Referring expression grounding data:
########

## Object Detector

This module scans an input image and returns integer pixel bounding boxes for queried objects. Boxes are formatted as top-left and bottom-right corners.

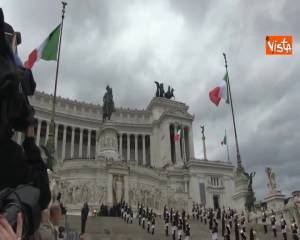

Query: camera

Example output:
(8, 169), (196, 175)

(0, 8), (36, 140)
(0, 185), (41, 236)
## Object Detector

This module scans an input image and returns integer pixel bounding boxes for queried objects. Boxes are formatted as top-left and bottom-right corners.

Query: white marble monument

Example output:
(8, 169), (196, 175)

(26, 91), (238, 214)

########

→ Task instructions
Print all data above verbatim, except pictures.

→ Output for this exercise
## Object Detector

This module scans an input image and returns integer pixel bounding boxes for queried objects. Boxes are formatted as top-left and bottom-right corners.


Query: camera

Example output:
(8, 169), (196, 175)

(0, 8), (36, 140)
(0, 185), (41, 236)
## Object Detector

This module scans an input image and returns integer pixel bounding boxes for queried objects. Boxes are formatted as top-left and bottom-right corners.

Query: white marble monument

Example output:
(8, 169), (196, 175)

(26, 91), (238, 214)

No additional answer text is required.